— Exercise prompt —
Set down, unchanged, the line with "Can you see the woman in dark" and everything after it through the last line of the data.
--- START ---
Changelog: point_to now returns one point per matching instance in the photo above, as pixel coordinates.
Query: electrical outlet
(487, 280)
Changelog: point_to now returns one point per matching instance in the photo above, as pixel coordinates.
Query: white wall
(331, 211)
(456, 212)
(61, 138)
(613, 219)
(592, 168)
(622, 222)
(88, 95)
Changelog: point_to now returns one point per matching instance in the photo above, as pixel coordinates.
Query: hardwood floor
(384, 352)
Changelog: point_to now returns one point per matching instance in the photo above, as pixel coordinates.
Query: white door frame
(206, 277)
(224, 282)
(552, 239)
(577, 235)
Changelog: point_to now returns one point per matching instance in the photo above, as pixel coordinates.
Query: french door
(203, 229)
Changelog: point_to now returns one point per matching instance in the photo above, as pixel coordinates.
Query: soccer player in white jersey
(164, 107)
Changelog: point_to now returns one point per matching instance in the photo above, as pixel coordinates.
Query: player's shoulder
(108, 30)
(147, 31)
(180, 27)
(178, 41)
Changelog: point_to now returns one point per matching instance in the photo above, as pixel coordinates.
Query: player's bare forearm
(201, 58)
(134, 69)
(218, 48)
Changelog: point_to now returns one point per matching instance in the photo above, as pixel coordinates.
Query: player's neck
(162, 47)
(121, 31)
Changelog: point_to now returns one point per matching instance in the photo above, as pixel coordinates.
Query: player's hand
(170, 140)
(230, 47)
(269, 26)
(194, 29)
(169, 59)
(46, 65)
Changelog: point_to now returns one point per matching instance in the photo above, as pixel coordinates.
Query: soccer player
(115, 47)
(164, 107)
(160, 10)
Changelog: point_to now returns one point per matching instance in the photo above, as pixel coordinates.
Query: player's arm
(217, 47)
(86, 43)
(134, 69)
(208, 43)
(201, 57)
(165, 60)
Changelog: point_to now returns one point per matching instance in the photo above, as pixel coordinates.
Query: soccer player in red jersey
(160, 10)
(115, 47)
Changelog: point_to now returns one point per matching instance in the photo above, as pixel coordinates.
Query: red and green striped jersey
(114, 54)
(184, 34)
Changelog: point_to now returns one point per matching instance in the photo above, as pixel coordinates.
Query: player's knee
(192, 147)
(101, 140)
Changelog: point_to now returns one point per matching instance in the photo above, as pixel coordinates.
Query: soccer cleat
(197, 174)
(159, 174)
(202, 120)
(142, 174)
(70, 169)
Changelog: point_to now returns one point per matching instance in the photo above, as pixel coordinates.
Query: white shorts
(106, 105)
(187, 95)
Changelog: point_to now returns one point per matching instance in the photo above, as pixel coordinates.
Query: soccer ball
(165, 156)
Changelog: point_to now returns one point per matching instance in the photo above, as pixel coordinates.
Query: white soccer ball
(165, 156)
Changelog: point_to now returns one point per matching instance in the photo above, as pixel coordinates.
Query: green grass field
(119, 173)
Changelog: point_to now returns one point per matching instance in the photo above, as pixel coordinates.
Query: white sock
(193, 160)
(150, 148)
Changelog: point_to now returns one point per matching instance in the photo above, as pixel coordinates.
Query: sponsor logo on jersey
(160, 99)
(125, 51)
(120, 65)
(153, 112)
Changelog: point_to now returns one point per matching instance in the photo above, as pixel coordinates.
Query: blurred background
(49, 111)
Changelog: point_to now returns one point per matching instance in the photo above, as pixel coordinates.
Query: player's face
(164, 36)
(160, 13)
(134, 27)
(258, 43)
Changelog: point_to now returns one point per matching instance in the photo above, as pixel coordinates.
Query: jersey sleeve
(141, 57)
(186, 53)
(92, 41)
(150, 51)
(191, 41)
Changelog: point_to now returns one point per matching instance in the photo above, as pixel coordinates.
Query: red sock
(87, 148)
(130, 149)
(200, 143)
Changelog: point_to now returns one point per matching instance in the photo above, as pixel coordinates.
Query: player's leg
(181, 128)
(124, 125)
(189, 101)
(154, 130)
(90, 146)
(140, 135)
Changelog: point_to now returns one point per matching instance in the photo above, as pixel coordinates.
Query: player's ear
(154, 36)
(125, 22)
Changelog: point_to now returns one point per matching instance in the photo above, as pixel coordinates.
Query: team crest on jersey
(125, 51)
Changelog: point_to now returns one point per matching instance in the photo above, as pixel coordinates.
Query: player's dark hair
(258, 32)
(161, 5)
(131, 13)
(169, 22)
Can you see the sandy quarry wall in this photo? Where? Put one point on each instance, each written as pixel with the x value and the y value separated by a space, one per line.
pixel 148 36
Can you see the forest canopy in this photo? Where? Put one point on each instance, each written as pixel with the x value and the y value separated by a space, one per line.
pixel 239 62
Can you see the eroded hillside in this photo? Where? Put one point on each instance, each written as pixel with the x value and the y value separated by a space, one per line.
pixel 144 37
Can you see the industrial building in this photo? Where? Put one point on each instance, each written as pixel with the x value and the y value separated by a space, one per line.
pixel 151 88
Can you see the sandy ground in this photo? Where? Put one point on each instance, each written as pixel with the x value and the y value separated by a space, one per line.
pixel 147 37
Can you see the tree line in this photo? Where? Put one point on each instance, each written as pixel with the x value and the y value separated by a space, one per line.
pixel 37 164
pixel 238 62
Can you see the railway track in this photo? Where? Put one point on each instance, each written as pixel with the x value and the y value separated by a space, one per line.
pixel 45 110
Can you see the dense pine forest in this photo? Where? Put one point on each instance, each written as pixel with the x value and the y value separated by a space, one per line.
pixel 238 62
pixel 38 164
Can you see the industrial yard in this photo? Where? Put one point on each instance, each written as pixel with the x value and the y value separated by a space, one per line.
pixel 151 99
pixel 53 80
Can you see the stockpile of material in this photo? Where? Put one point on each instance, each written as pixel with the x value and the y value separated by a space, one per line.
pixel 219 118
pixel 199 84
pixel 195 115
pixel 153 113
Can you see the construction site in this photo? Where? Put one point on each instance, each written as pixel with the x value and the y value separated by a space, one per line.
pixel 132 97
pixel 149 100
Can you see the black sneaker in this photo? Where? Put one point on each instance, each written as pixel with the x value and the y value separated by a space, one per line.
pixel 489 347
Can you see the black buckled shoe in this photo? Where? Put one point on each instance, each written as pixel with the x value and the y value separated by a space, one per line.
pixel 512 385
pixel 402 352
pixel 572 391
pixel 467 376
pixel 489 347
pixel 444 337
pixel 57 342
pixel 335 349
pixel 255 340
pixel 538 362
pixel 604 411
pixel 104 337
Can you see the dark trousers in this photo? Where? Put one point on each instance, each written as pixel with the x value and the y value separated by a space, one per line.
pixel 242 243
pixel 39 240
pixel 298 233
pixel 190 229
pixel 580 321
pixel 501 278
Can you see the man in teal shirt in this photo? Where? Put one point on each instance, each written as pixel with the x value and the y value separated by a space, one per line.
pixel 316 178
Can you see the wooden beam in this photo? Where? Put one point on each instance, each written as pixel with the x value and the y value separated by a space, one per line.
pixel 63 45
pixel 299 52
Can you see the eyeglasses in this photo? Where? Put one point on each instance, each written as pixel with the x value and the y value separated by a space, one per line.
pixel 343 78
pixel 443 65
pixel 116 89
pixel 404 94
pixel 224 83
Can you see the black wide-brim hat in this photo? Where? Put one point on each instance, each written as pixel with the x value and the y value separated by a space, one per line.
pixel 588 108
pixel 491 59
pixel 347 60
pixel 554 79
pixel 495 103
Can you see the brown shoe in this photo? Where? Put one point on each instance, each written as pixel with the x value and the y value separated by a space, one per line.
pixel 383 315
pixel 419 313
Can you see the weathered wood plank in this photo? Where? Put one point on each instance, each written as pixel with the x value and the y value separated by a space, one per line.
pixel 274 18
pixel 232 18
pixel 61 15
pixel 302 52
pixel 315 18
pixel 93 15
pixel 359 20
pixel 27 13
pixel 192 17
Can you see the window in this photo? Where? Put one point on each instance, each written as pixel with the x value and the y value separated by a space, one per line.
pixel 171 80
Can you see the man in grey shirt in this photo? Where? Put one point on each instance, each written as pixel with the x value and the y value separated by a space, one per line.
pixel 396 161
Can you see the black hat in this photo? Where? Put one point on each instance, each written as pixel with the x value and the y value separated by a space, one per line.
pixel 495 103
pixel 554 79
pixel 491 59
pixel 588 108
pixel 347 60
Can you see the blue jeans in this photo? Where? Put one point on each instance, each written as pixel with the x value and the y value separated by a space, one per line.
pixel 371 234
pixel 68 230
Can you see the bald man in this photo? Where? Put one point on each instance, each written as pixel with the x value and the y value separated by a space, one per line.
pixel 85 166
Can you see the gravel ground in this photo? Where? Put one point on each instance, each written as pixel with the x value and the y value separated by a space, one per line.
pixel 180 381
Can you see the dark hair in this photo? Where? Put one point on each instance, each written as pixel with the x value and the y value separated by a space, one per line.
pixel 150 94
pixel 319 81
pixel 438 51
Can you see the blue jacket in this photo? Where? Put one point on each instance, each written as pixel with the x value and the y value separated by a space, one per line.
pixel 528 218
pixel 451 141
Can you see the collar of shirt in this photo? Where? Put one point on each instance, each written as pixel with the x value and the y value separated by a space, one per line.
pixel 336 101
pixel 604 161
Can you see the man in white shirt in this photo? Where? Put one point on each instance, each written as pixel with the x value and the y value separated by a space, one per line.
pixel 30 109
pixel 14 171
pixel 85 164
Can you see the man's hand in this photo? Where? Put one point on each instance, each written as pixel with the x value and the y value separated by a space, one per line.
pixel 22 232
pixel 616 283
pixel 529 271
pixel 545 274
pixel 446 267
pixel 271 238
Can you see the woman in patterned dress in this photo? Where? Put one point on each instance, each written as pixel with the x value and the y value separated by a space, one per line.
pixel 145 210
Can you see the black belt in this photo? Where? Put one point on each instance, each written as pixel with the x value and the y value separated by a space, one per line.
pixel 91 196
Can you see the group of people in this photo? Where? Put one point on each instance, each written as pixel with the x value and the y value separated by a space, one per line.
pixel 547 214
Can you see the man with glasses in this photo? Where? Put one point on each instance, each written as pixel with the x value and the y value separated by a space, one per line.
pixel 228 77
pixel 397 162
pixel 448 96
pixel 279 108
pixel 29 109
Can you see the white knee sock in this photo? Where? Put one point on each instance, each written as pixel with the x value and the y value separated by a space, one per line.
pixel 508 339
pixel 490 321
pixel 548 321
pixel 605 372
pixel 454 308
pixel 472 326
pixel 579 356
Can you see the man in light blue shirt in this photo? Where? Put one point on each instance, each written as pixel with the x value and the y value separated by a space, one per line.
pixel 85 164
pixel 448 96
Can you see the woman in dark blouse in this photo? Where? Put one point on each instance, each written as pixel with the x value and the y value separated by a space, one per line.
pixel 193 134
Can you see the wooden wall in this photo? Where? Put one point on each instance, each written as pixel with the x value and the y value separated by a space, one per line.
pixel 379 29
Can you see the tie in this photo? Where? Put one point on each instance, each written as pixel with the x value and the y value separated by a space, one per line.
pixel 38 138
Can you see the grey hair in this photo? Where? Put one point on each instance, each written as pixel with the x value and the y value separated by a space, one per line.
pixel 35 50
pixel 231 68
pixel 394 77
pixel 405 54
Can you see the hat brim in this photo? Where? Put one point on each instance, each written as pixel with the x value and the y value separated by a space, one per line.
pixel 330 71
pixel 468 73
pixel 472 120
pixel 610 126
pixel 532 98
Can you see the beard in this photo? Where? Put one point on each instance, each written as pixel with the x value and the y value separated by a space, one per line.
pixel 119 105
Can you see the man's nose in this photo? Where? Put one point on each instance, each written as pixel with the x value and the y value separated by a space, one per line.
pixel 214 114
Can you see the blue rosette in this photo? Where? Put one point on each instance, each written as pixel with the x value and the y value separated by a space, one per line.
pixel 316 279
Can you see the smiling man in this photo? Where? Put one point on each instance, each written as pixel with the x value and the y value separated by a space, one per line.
--- END ---
— Answer to the exercise —
Can you see the woman in dark blouse in this photo? Where? Put one point on each instance, each written as pixel with the x value and the y value separated by a space, one per line.
pixel 193 134
Can you see the wooden wall in this photo? Where? Put one point on each instance, each written as pixel with the x value and the y value separated by a space, one per line.
pixel 379 29
Can you see the tie in this photo? Where? Put one point on each instance, each written as pixel with the x value and the y value separated by a space, one per line.
pixel 38 138
Can you see the grey hair in this photo? Where? Put one point on each instance, each written as pixel with the x value and the y value separated by a space, one per line.
pixel 35 50
pixel 231 68
pixel 394 77
pixel 405 54
Can you see the hat brim in this photo? Where? Put one point on each instance, each written as pixel with the x value and the y value separated by a space, one per line.
pixel 330 71
pixel 468 73
pixel 472 120
pixel 610 126
pixel 532 98
Can you see the beard in this photo? Where? Put one point on each instance, each written as pixel with the x value and the y value separated by a space, one per line.
pixel 119 105
Can you see the man's nose in this photo? Where? Put one point on each instance, each written as pixel with the x value and the y value separated by a space, one per line.
pixel 214 114
Can you see the blue rosette in this photo? Where? Put one point on each instance, each written as pixel with the x value and the y value separated by a space, one per line.
pixel 316 279
Can you see the smiling man in this photo? Where? Put one point on each instance, each written as pixel with the x value and the y value separated by a space, one per line.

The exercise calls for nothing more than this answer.